List every medication or class of medication named in the excerpt below on SPECT imaging and subtyping depression.

__Document excerpt__:
++++++++

PP had been diagnosed with ADHD and dyslexia. In a rage he murdered his mother and eight year old sister. PP’s SPECT scan showed significant hyperfrontality, especially in the anterior cingulate gyrus. As noted above, this presentation is more likely to respond to an SSRI.

Here is the same symptom presentation, multiple murder, but very different brain patterns. The differences in the scan patterns give suggestions for different treatment regimens.

SUBTYPING DEPRESSION

Anxiety and depressive disorders are two of the most common psychiatric problems worldwide and subtyping these disorders using brain system pathology is an important step in improving treatment outcomes [64]. Functional imaging, including SPECT, helps to elucidate this process in individual patients. As noted above, hyperfrontality is associated with a positive response to SSRIs in depressed and anxious patients, while hypofrontality is associated with a negative response, and has been reported in completed suicides. Little et al., on the other hand, found that lower prefrontal activity prior to treatment was associated with a positive response to buproprion and venlafaxine [65]. These medications involve enhancing dopamine and norepinephrine, which in the authors’experience, tend to enhance prefrontal cortex activity, while SSRIs tend to be calming [31]. Up to 50 or 60% of patients with chronic epilepsy have various mood disorders including depression and anxiety [66, 67]. Using SPECT gives the clinician a more rational reason to use anticonvulsants when focal areas of increased or decreased perfusion are seen, especially in the temporal regions. Likewise, if overall decreased perfusion is present, it alerts the clinician to look for toxic or metabolic causes of the problem, or if a brain trauma pattern is seen, commonly associated with anxiety and mood disorders, this can be investigated further as well.

++++++++

__Data to examine__:
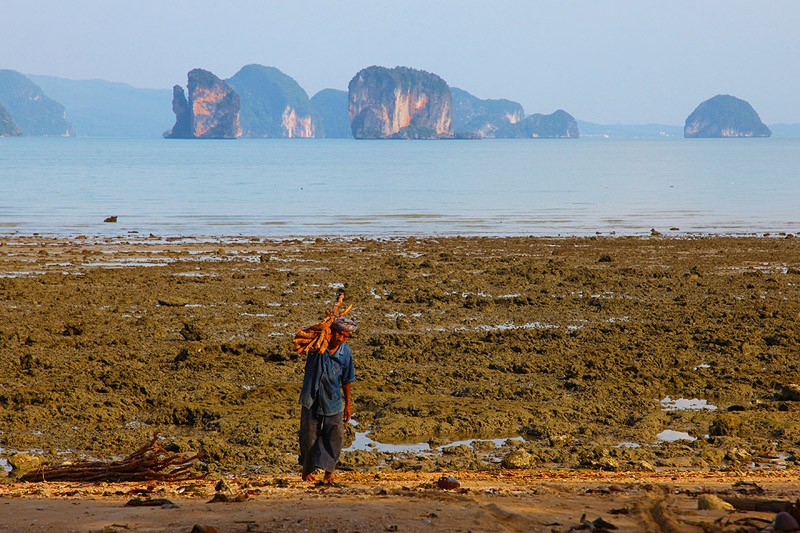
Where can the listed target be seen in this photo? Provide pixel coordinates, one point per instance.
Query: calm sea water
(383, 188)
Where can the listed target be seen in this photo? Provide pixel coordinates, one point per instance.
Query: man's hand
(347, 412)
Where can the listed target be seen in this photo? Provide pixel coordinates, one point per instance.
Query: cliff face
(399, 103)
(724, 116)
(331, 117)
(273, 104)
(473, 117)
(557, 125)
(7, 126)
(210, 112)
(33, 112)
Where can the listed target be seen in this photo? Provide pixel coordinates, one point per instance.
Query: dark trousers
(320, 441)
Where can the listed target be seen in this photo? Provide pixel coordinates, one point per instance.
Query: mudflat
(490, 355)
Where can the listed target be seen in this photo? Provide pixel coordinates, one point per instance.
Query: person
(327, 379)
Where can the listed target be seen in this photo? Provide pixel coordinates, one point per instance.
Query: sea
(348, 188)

++++++++

__Solution__:
SSRIs, buproprion, venlafaxine, anticonvulsants